*PROBLEM DESCRIPTION:*
Copy out exactly the lines below that run from the one holding "Where can the green grass" to the one holding "Target: dark shoe at field edge", keeping both of those lines and no others.

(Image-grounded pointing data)
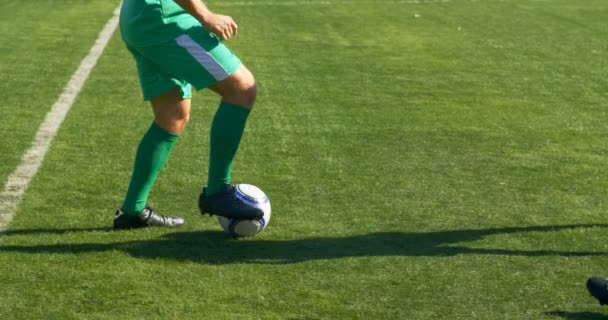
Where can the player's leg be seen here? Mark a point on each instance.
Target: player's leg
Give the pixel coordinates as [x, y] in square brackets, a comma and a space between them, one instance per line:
[238, 93]
[598, 287]
[199, 58]
[171, 106]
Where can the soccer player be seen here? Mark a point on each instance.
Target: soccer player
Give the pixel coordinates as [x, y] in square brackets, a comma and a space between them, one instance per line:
[177, 45]
[598, 287]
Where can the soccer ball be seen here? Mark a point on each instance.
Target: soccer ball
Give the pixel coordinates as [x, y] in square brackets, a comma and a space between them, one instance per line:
[248, 228]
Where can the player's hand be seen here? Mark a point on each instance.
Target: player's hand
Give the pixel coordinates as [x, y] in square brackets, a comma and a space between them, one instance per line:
[223, 26]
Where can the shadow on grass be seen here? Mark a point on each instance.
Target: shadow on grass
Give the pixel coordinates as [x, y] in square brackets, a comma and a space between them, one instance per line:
[578, 315]
[215, 248]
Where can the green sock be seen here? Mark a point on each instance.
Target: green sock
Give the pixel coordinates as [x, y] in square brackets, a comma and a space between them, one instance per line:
[226, 132]
[152, 154]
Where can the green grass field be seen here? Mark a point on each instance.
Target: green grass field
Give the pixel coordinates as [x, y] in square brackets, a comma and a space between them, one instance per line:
[424, 159]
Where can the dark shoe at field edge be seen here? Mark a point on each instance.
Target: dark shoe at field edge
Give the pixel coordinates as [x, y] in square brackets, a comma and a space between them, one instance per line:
[147, 218]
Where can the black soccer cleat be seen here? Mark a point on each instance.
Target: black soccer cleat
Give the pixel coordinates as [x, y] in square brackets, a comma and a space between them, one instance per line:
[147, 218]
[598, 287]
[227, 204]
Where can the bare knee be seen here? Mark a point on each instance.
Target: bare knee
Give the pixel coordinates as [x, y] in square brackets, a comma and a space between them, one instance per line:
[171, 111]
[240, 88]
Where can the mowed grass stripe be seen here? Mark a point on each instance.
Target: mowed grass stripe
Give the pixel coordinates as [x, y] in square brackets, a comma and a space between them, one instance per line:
[19, 180]
[41, 46]
[419, 166]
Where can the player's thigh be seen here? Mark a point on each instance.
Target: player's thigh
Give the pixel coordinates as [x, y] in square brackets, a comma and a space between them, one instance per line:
[154, 80]
[239, 88]
[196, 57]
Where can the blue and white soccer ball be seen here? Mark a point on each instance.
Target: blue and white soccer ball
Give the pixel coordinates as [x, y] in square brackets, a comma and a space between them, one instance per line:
[248, 228]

*RESPONSE AREA:*
Where can the green grass field be seen here? Mark a point on each instance.
Target: green grass field
Give the pixel coordinates as [x, y] in square brackets, a comma and a space between them, one instance per line:
[424, 159]
Where can the dark shoe at field edge be seen here? Mark a point on each instance.
Target: dark shoe at field edge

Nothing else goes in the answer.